- **Problems**
1. Find every line in the rows that contains the string "coordinates", with case counting, and copy each of those lines.
2. Extend the forum thread about buying Clairefontaine or Rhodia paper, picking up after its last line.

- **Document extract**
# Clairefontain or Rhodia Paper



## OKLAHOMAN (Jun 10, 2011)

Where is the best place to buy Clairefontain or Rhodia? Looking for sprial 6x8 note books.


----------



## wizard (Jun 10, 2011)

Roy, Try Levenger or Fahrney's Pens. Regards, Doc

http://www.levenger.com/PAGETEMPLATES/PRODUCT/Product.asp?Params=Category=322-1148|Level=2-3|pageid=7742


----------



## Timebandit (Jun 10, 2011)

Try Goulet Pens

http://www.gouletpens.com/Clairefontaine_s/56.htm

http://www.gouletpens.com/Rhodia_s/53.htm


----------



## Katsin (Jun 10, 2011)

This guy blogs about the quest for a good black notebook:
http://blackcover.net/

Reviews for lots of them.


----------



## BRobbins629 (Jun 10, 2011)

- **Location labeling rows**
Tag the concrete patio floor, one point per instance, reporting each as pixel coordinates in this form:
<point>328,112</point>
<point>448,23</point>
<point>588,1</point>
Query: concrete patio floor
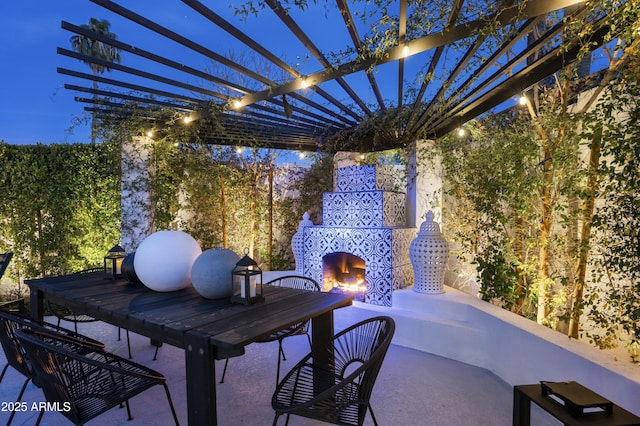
* * *
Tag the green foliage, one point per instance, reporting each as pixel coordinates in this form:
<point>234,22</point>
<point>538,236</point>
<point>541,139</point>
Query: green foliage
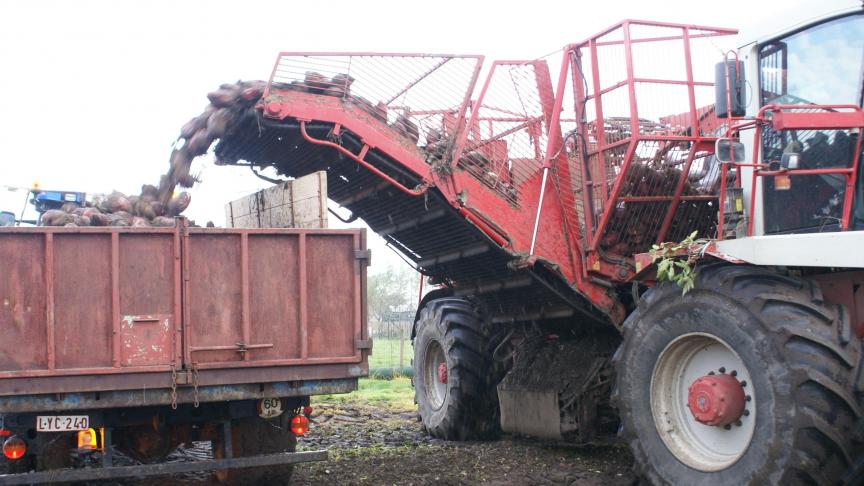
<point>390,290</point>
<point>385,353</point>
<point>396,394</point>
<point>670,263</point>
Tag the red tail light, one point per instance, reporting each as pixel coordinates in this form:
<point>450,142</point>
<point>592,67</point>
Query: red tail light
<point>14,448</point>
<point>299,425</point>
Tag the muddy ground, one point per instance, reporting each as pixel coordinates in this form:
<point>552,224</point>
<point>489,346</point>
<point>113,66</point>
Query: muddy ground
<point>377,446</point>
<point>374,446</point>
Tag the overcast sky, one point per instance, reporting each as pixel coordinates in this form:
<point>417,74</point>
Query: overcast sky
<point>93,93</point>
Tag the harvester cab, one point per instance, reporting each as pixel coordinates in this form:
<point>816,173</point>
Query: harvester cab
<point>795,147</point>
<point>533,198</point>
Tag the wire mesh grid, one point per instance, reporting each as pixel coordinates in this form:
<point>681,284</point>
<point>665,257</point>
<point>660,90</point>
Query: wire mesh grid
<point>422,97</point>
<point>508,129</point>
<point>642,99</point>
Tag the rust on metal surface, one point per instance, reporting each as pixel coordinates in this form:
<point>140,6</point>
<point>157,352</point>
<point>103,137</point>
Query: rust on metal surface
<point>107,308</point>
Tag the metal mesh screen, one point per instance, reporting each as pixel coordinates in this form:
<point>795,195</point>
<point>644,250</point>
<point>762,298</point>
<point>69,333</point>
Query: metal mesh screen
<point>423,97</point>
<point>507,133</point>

- **Task-by-task outputs**
1.
Tag the concrete patio floor, one point per instance, reporting each as pixel coordinates in this form:
Tag the green foliage, one point per instance, reporting each as pixel coordinates in this form:
Tag the red tail light, one point per instance, reporting each as pixel coordinates in this form:
Tag the muddy ground, one point per instance, reporting each as pixel coordinates in this form:
Tag the overcast sky, one point per instance, reporting each as pixel coordinates in this form:
Tag the harvester cab, one point per instance, reporting each as pixel coordinates in this form:
Tag the wire mesh grid, one point per instance, reporting each as pixel coordinates in this form:
Tag the rust on metal surface, one point per instance, reporting each as pixel coordinates in this form:
Tag the metal mesh screen, one point per instance, reporting each as pixel coordinates in this form:

2.
+1 for Brian Goulet.  He used to be an active member but got too busy with his ink and paper business.  Real nice couple run the business.  Tell him I sent you.


----------



## wizard (Jun 10, 2011)

Roy...+2 ..after looking.....I think I'm going to be shopping at Goulet's too..:wink: Doc


----------



## OKLAHOMAN (Jun 10, 2011)

Thanks all I just placed an order with Brian.


----------



## juteck (Jun 10, 2011)

When your package arrives, it will be one of the packed packed boxes you'll get!  They take great care to make sure your goods arrive in good condition. If you're a member at FPN, there's a discount code you can use with Goulet Pens.   Be sure to also sign up for a few months of the ink drop --- a fund way to collect ink samples! If you're ever looking for a specific ink color, they have a tremendous collection of ink swabs also on their webpage. And if you follow their blog at Ink Nouveau or even on Facebook, you'll get notices for new products, and great product reviews. 

<<insert standard disclaimer here.....>>



OKLAHOMAN said:


> Thanks all I just placed an order with Brian.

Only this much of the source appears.